Sono così poveri che lei non può permettersi né vestiti né gioielli e allora adorna vecchi abiti con monili fantasiosi: ghirlande d’edera, fiori al posto di spille d’oro, bracciali e collane altrettanto vegetali. Ma sono felici. Scrive infatti alla madre il 22 marzo del ’46, e non solo per rassicurarla: “La nostra vita mi piace moltissimo”, e a me, quel giorno dell’83 in viale Liegi, descrisse in questi termini l’esperienza parigina: “Era una vita meravigliosa. Eravamo poveri, ma non ce ne importava niente. Abbiamo saltato qualche pranzo e qualche cena per comprare libri, ma era una cosa normale per noi. Parigi era stupenda in quel periodo. C’erano De Pisis, Pirandello, Palazzeschi, Picasso, Valery, Max Jacob… un vero crogiolo d’intelligenza”.
Grazie a tante amicizie artistico-letterarie internazionali strette nella bohème francese e in tanto altro vagabondare, Paola riuscì negli anni a mettere insieme una collezione molto speciale: un mazzo di oltre duecentocinquanta carte da gioco (“la carta è un simbolo metafisico” diceva) ognuna firmata da un grande pittore, da Carrà a Burri, da Fautrier a Campigli, da Guttuso a Consagra, da Cocteau a Calder. Saranno esposte per la prima volta tutte insieme in dicembre, in una mostra allestita a Roma, a Palazzo Braschi, mentre uscirà in contemporanea, per Elliot, in una collana di testi brevi (“Lampi”), sempre a cura di Marinella Mascia Galateria, il racconto “Anniversario”, un viaggio di due sorelle all’indietro nel tempo, alla giovinezza dei genitori, pubblicato una prima volta sul Mercurio della De Céspedes nel 1948 e compreso, però in forma incompleta, nella raccolta “Colloquio di notte”, che uscì nel ’94, a cura di Maria Vittoria Vittori, per un’altra casa editrice femminista, La Luna, animata da Maria Rosa Cutrufelli e ormai introvabile.
----------------
| Compito assegnato A |
Riporta per intero l'estratto del documento, senza alcuna modifica.

Estratti di un dataset di etichettatura a punti:
----------------
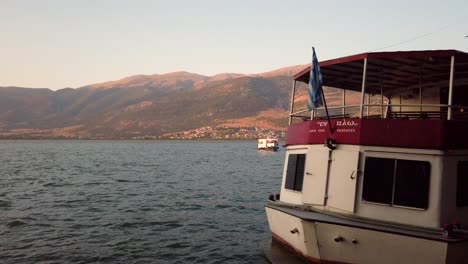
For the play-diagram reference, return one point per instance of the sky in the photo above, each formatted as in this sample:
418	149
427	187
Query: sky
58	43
----------------
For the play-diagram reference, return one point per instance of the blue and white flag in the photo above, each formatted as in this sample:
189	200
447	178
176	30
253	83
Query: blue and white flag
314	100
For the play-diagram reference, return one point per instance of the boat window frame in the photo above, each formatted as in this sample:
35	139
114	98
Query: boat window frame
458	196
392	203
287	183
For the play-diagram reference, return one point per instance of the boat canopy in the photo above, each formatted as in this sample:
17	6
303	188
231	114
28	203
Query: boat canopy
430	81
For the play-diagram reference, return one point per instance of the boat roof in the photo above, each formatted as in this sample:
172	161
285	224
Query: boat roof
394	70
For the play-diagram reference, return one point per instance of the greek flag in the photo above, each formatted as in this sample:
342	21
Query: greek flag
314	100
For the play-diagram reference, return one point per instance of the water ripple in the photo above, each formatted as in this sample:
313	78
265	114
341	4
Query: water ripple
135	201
----------------
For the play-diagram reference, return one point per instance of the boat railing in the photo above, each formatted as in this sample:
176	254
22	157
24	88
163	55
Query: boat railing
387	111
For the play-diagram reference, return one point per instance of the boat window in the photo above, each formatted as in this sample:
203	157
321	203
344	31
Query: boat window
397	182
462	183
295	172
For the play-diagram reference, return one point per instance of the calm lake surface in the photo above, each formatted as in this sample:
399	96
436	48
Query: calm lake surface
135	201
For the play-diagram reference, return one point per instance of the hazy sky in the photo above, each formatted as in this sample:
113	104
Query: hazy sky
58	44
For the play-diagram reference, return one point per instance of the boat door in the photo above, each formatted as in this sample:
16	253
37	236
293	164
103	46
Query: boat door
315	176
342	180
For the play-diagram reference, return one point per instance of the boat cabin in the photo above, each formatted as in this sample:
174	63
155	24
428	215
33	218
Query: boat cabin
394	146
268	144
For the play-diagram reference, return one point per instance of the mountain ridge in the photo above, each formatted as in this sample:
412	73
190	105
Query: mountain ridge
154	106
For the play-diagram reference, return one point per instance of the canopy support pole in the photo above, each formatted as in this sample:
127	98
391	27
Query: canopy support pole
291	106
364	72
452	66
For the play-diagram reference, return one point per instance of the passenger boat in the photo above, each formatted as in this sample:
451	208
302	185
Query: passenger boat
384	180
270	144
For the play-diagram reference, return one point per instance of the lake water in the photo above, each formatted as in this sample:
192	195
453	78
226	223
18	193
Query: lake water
----------------
| Compito assegnato B |
Per favore, aggiorna le righe dei record comprese tra quella che contiene "of the calm" e quella che contiene "Query: lake water", estremi inclusi, sostituendo "boat" con "vessel" e lasciando tutto il resto invariato. Restituisci soltanto queste righe.

| Risposta completa A |
Sono così poveri che lei non può permettersi né vestiti né gioielli e allora adorna vecchi abiti con monili fantasiosi: ghirlande d’edera, fiori al posto di spille d’oro, bracciali e collane altrettanto vegetali. Ma sono felici. Scrive infatti alla madre il 22 marzo del ’46, e non solo per rassicurarla: “La nostra vita mi piace moltissimo”, e a me, quel giorno dell’83 in viale Liegi, descrisse in questi termini l’esperienza parigina: “Era una vita meravigliosa. Eravamo poveri, ma non ce ne importava niente. Abbiamo saltato qualche pranzo e qualche cena per comprare libri, ma era una cosa normale per noi. Parigi era stupenda in quel periodo. C’erano De Pisis, Pirandello, Palazzeschi, Picasso, Valery, Max Jacob… un vero crogiolo d’intelligenza”.
Grazie a tante amicizie artistico-letterarie internazionali strette nella bohème francese e in tanto altro vagabondare, Paola riuscì negli anni a mettere insieme una collezione molto speciale: un mazzo di oltre duecentocinquanta carte da gioco (“la carta è un simbolo metafisico” diceva) ognuna firmata da un grande pittore, da Carrà a Burri, da Fautrier a Campigli, da Guttuso a Consagra, da Cocteau a Calder. Saranno esposte per la prima volta tutte insieme in dicembre, in una mostra allestita a Roma, a Palazzo Braschi, mentre uscirà in contemporanea, per Elliot, in una collana di testi brevi (“Lampi”), sempre a cura di Marinella Mascia Galateria, il racconto “Anniversario”, un viaggio di due sorelle all’indietro nel tempo, alla giovinezza dei genitori, pubblicato una prima volta sul Mercurio della De Céspedes nel 1948 e compreso, però in forma incompleta, nella raccolta “Colloquio di notte”, che uscì nel ’94, a cura di Maria Vittoria Vittori, per un’altra casa editrice femminista, La Luna, animata da Maria Rosa Cutrufelli e ormai introvabile.

| Risposta completa B |
For the play-diagram reference, return one point per instance of the calm lake surface in the photo above, each formatted as in this sample:
399	96
436	48
Query: calm lake surface
135	201
For the play-diagram reference, return one point per instance of the hazy sky in the photo above, each formatted as in this sample:
113	104
Query: hazy sky
58	44
For the play-diagram reference, return one point per instance of the vessel door in the photo above, each formatted as in this sample:
16	253
37	236
293	164
103	46
Query: vessel door
315	176
342	180
For the play-diagram reference, return one point per instance of the vessel cabin in the photo above, each formatted as in this sample:
174	63
155	24
428	215
33	218
Query: vessel cabin
394	146
268	144
For the play-diagram reference, return one point per instance of the mountain ridge in the photo above, each formatted as in this sample:
412	73
190	105
Query: mountain ridge
154	106
For the play-diagram reference, return one point per instance of the canopy support pole in the photo above, each formatted as in this sample:
127	98
391	27
Query: canopy support pole
291	106
364	72
452	66
For the play-diagram reference, return one point per instance of the passenger vessel in the photo above, each formatted as in this sample:
451	208
302	185
Query: passenger vessel
384	180
270	144
For the play-diagram reference, return one point per instance of the lake water in the photo above, each formatted as in this sample:
192	195
453	78
226	223
18	193
Query: lake water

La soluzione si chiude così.